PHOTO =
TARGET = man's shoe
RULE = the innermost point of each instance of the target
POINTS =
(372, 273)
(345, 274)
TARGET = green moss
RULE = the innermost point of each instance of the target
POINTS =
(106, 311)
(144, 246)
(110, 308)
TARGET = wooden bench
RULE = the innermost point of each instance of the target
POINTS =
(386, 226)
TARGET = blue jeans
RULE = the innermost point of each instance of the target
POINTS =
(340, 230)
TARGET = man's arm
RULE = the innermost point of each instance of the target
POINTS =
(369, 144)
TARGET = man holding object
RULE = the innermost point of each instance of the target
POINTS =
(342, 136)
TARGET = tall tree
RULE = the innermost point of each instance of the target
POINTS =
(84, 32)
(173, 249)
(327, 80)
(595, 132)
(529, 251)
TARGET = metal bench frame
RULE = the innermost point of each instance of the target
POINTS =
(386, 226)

**STATED TASK:**
Could you rewrite all of the records above, changing every "RULE" to "CRITERION" and leaving everything else as it is?

**COMPLETE ANSWER:**
PHOTO =
TARGET = man's shoe
CRITERION = the innermost point of each instance of the target
POINTS =
(372, 273)
(345, 274)
TARGET = green moss
CRITERION = the innermost point of each instance of the target
POINTS =
(106, 311)
(144, 246)
(110, 308)
TARGET = wooden bench
CRITERION = the innermost point of each instance of the target
POINTS =
(386, 226)
TARGET = blue jeans
CRITERION = the innermost point of each instance of the target
POINTS =
(340, 230)
TARGET = man's arm
CRITERION = the innermost point of each instance of the target
POINTS =
(369, 144)
TARGET = man holding object
CRITERION = the innermost point of each instance of the target
POINTS =
(342, 136)
TARGET = tall tree
CRITERION = the innermost point of each instance of the target
POINTS =
(84, 32)
(173, 249)
(327, 80)
(595, 132)
(529, 251)
TARGET = metal bench frame
CRITERION = the innermost point of each instance of the target
POINTS =
(386, 226)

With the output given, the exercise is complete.